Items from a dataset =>
::::::::::

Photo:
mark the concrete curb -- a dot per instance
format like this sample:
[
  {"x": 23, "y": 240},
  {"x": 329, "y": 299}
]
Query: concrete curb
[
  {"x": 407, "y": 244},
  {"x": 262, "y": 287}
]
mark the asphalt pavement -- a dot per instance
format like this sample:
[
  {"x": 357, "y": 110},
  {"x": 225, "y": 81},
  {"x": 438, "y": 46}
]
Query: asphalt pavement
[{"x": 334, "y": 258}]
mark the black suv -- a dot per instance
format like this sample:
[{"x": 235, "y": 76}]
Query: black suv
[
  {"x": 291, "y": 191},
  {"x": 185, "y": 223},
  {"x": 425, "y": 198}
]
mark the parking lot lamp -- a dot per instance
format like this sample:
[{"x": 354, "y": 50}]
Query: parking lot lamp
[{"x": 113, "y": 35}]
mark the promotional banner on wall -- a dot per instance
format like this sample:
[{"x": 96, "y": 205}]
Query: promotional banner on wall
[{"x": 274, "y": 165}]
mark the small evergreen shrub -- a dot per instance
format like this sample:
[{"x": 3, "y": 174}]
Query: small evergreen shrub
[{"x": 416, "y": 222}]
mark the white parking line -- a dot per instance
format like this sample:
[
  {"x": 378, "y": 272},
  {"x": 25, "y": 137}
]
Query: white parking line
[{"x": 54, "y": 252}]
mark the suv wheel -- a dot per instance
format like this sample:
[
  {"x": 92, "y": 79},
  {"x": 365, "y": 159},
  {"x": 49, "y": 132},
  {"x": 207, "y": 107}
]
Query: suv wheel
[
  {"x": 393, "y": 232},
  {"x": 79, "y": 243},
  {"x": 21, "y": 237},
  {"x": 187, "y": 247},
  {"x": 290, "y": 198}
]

::::::::::

Problem to work on =>
Your job is to return all lines above that hold the word "mark".

Solution to the exercise =>
mark the concrete curb -- a dot per instance
mark the asphalt pavement -- a dot per instance
mark the black suv -- a dot per instance
mark the parking lot lamp -- a dot per instance
mark the promotional banner on wall -- a dot per instance
mark the small evergreen shrub -- a dot per instance
mark the white parking line -- a dot per instance
mark the suv wheel -- a dot per instance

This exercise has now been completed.